## Goal
Transfer the lines below into your reply, starting at the line containing "Would you be able to tag each instance of the floral" and ending at the final line, with the requests included and 54 added to every coordinate in the answers.
>>
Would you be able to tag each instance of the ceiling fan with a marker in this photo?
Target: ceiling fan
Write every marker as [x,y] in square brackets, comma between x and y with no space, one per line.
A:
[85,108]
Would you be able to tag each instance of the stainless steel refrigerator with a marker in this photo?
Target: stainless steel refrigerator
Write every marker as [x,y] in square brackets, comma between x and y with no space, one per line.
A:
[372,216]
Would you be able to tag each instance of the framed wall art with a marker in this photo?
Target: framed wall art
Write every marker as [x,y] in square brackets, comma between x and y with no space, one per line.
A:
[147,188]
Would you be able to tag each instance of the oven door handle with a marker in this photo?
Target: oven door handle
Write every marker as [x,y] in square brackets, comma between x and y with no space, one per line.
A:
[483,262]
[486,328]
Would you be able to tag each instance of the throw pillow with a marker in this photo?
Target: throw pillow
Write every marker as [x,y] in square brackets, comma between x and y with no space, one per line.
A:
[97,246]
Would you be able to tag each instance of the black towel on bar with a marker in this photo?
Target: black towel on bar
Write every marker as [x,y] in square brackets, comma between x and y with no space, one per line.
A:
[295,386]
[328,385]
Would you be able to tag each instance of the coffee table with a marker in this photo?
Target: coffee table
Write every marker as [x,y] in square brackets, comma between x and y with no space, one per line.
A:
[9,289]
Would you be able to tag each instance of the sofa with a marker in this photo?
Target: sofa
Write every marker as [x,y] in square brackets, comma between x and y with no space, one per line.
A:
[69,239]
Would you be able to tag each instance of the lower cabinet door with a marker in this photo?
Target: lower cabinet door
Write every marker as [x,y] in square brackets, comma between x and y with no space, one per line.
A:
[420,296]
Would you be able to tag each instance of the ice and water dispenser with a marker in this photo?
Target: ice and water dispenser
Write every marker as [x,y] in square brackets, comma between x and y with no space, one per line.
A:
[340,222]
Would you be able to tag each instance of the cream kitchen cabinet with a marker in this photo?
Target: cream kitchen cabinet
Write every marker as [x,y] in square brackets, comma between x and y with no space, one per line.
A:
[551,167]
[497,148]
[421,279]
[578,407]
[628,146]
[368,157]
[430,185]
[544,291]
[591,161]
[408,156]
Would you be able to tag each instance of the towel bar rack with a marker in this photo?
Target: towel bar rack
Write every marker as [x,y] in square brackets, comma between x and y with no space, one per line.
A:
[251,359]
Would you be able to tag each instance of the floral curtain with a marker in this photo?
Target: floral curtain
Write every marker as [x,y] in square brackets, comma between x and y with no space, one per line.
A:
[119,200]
<<
## Solution for this task
Would you be able to tag each instance of the floral curtain with a marker in this photo?
Target: floral curtain
Write every marker as [x,y] in square brackets, comma between x and y with no space, one per line.
A:
[173,254]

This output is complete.